* What is expected *
How many lines in the data below contain the word "nose"? Reply with the number alone.

* Data *
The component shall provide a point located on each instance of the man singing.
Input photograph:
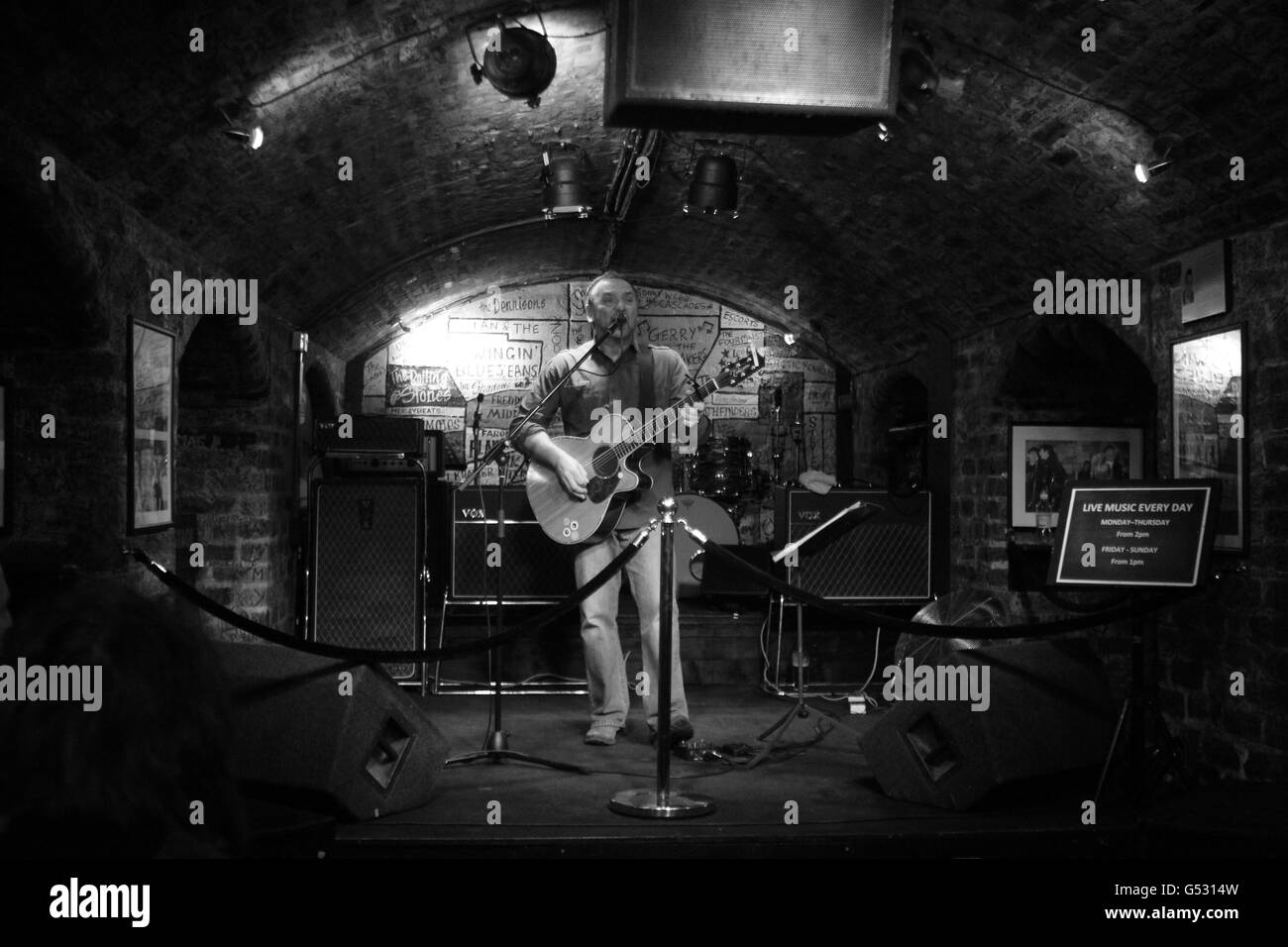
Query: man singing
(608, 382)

---

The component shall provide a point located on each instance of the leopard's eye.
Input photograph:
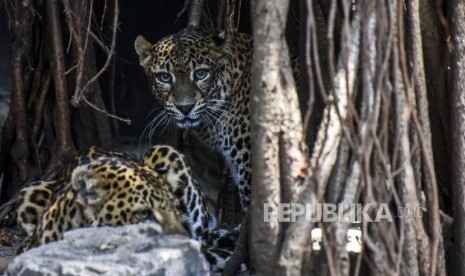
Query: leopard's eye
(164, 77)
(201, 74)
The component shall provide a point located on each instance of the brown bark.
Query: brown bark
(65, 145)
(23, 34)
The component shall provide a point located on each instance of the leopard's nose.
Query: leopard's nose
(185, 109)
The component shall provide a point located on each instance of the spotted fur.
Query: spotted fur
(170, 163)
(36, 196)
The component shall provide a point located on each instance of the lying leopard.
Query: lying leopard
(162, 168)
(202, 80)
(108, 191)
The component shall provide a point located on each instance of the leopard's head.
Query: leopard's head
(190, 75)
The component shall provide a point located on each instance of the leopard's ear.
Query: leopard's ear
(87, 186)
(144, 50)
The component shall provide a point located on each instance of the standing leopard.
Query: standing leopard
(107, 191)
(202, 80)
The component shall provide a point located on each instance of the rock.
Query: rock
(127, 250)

* Exercise result *
2